Once the images are set aside, return every entry exactly.

(Data for analysis Opens)

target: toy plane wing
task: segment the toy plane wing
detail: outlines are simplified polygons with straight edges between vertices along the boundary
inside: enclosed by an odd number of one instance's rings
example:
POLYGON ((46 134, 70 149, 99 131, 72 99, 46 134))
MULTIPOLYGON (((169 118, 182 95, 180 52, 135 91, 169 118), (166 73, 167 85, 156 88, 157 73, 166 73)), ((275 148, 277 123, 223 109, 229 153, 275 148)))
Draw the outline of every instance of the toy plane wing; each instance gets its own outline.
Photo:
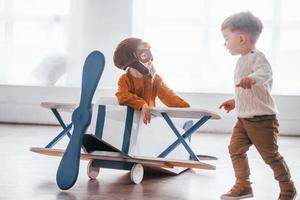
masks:
POLYGON ((210 116, 211 119, 221 119, 221 116, 215 112, 200 108, 171 108, 171 107, 154 107, 151 108, 151 114, 154 116, 162 116, 166 113, 172 118, 189 118, 199 119, 203 116, 210 116))
POLYGON ((64 111, 64 112, 73 112, 78 106, 74 103, 55 103, 55 102, 42 102, 41 107, 47 108, 47 109, 56 109, 58 111, 64 111))
MULTIPOLYGON (((55 103, 42 102, 41 106, 47 109, 57 109, 64 112, 73 112, 76 108, 74 103, 55 103)), ((199 119, 202 116, 211 116, 211 119, 221 119, 218 113, 200 108, 171 108, 171 107, 153 107, 151 114, 161 116, 161 113, 167 113, 169 117, 199 119)))
MULTIPOLYGON (((49 149, 49 148, 39 148, 32 147, 30 151, 44 154, 48 156, 61 157, 64 154, 63 149, 49 149)), ((110 160, 110 161, 122 161, 130 163, 140 163, 146 166, 157 166, 157 167, 186 167, 186 168, 198 168, 215 170, 216 167, 210 164, 206 164, 199 161, 188 161, 188 160, 178 160, 178 159, 166 159, 166 158, 154 158, 154 157, 131 157, 126 156, 120 152, 111 151, 92 151, 90 153, 81 153, 80 159, 82 160, 110 160)))

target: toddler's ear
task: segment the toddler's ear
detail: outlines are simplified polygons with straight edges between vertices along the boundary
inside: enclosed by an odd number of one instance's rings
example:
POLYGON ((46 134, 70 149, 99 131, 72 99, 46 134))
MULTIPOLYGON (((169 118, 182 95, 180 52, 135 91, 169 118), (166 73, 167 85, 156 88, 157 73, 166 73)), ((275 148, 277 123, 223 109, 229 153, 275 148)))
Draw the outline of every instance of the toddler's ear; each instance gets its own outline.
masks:
POLYGON ((240 43, 245 44, 247 41, 247 37, 244 34, 240 34, 240 43))

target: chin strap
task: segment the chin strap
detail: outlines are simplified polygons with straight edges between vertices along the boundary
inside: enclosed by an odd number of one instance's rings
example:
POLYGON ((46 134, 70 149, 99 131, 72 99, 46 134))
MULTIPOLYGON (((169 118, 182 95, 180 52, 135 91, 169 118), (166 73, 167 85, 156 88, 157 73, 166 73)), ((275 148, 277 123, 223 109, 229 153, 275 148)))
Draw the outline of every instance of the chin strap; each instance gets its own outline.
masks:
POLYGON ((130 63, 127 66, 125 66, 124 70, 126 70, 128 67, 136 69, 138 72, 140 72, 144 76, 149 74, 149 69, 147 67, 145 67, 142 63, 140 63, 138 60, 130 63))

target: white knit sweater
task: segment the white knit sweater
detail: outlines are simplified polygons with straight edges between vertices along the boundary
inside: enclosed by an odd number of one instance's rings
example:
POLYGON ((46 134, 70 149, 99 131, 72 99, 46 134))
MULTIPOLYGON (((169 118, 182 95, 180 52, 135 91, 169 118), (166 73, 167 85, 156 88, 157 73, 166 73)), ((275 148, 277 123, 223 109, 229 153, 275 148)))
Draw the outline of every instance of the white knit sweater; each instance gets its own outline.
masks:
POLYGON ((273 84, 272 69, 265 55, 257 49, 241 56, 237 61, 234 72, 235 85, 245 77, 254 78, 256 84, 251 89, 235 87, 237 116, 251 118, 277 114, 274 99, 270 94, 273 84))

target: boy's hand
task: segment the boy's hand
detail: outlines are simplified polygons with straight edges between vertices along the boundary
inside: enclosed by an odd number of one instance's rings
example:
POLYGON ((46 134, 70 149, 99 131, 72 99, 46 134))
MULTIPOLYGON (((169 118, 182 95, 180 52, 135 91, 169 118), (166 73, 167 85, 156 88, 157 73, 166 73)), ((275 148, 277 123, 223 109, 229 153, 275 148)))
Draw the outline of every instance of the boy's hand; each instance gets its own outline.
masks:
POLYGON ((227 113, 229 113, 231 110, 233 110, 235 108, 235 101, 234 101, 234 99, 230 99, 230 100, 227 100, 227 101, 223 102, 219 106, 219 109, 222 109, 223 107, 224 107, 224 110, 226 110, 227 113))
POLYGON ((252 85, 256 83, 254 78, 246 77, 243 78, 240 83, 236 84, 236 87, 241 87, 243 89, 251 89, 252 85))
POLYGON ((145 124, 150 123, 151 113, 149 106, 145 103, 142 107, 143 121, 145 124))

(Data for analysis Closes)

§ Solution:
target: toy plane wing
task: segment the toy plane wing
detail: outlines are simplified polygons with straight edges between vertices along the boundary
inside: enclosed by an odd number of one instance's rings
example:
POLYGON ((46 134, 70 149, 99 131, 72 99, 46 134))
MULTIPOLYGON (((169 118, 182 95, 180 52, 135 91, 169 118), (166 73, 167 85, 156 88, 157 73, 166 73)), ((275 148, 277 123, 223 109, 229 153, 275 148)))
Draw the outline of every instance of the toy plane wing; each instance gets its own outline.
Photo:
masks:
POLYGON ((210 116, 211 119, 221 119, 221 116, 215 112, 200 108, 171 108, 171 107, 154 107, 151 108, 151 114, 154 116, 162 116, 166 113, 172 118, 189 118, 199 119, 203 116, 210 116))
POLYGON ((64 111, 64 112, 73 112, 78 106, 74 103, 55 103, 55 102, 42 102, 41 107, 47 108, 47 109, 56 109, 58 111, 64 111))
MULTIPOLYGON (((55 103, 42 102, 41 106, 47 109, 57 109, 64 112, 73 112, 76 108, 74 103, 55 103)), ((199 119, 202 116, 211 116, 211 119, 221 119, 218 113, 200 108, 171 108, 171 107, 153 107, 151 114, 161 116, 161 113, 167 113, 169 117, 199 119)))
MULTIPOLYGON (((49 149, 49 148, 39 148, 32 147, 30 151, 44 154, 48 156, 61 157, 64 154, 63 149, 49 149)), ((110 160, 110 161, 122 161, 130 163, 140 163, 146 166, 157 166, 157 167, 186 167, 186 168, 198 168, 215 170, 216 167, 210 164, 206 164, 199 161, 188 161, 188 160, 178 160, 178 159, 166 159, 166 158, 154 158, 154 157, 131 157, 126 156, 120 152, 111 151, 92 151, 90 153, 81 153, 80 159, 82 160, 110 160)))

target: toddler's ear
task: segment the toddler's ear
detail: outlines are simplified polygons with straight edges between vertices along the boundary
inside: enclosed by an odd number of one instance's rings
example:
POLYGON ((46 134, 70 149, 99 131, 72 99, 46 134))
MULTIPOLYGON (((169 118, 182 95, 180 52, 135 91, 169 118), (166 73, 167 85, 156 88, 157 73, 166 73)), ((275 148, 277 123, 223 109, 229 153, 275 148)))
Draw the outline of every instance of the toddler's ear; each instance gets its own outline.
masks:
POLYGON ((240 43, 245 44, 247 41, 247 37, 244 34, 240 34, 240 43))

target: chin strap
task: segment the chin strap
detail: outlines are simplified polygons with straight edges between vertices along the boundary
inside: enclosed by an odd number of one instance's rings
example:
POLYGON ((46 134, 70 149, 99 131, 72 99, 46 134))
MULTIPOLYGON (((169 118, 182 95, 180 52, 135 91, 169 118), (166 73, 167 85, 156 88, 157 73, 166 73)), ((275 148, 277 123, 223 109, 229 153, 275 148)))
Draw the outline of every instance of the chin strap; each instance gets its own outline.
masks:
POLYGON ((130 63, 127 66, 125 66, 124 70, 126 70, 128 67, 136 69, 138 72, 140 72, 144 76, 149 74, 149 69, 147 67, 145 67, 142 63, 140 63, 138 60, 130 63))

target: white knit sweater
task: segment the white knit sweater
detail: outlines are simplified polygons with straight edges between vertices along the boundary
inside: enclosed by an odd number of one instance's rings
example:
POLYGON ((46 134, 70 149, 99 131, 72 99, 46 134))
MULTIPOLYGON (((169 118, 182 95, 180 52, 135 91, 169 118), (166 73, 167 85, 156 88, 157 73, 166 73)), ((275 148, 277 123, 223 109, 229 153, 275 148)))
Draw the outline of every instance of the white knit sweater; each instance gets its own outline.
masks:
POLYGON ((273 84, 272 69, 265 55, 257 49, 241 56, 237 61, 234 72, 235 85, 245 77, 254 78, 256 84, 251 89, 235 87, 237 116, 251 118, 277 114, 274 99, 270 94, 273 84))

target: boy's hand
task: segment the boy's hand
detail: outlines are simplified polygons with straight edges between vertices along the boundary
inside: enclosed by an odd number of one instance's rings
example:
POLYGON ((46 134, 70 149, 99 131, 72 99, 46 134))
MULTIPOLYGON (((169 118, 182 95, 180 52, 135 91, 169 118), (166 73, 167 85, 156 88, 157 73, 166 73)), ((275 148, 277 123, 223 109, 229 153, 275 148)))
Draw the outline of every instance of the boy's hand; each instance gets its own outline.
masks:
POLYGON ((227 113, 229 113, 231 110, 233 110, 235 108, 235 101, 234 101, 234 99, 230 99, 230 100, 227 100, 227 101, 223 102, 219 106, 219 109, 222 109, 223 107, 224 107, 224 110, 226 110, 227 113))
POLYGON ((252 85, 256 83, 254 78, 246 77, 243 78, 240 83, 236 84, 236 87, 241 87, 243 89, 251 89, 252 85))
POLYGON ((145 124, 150 123, 151 113, 149 106, 145 103, 142 107, 143 121, 145 124))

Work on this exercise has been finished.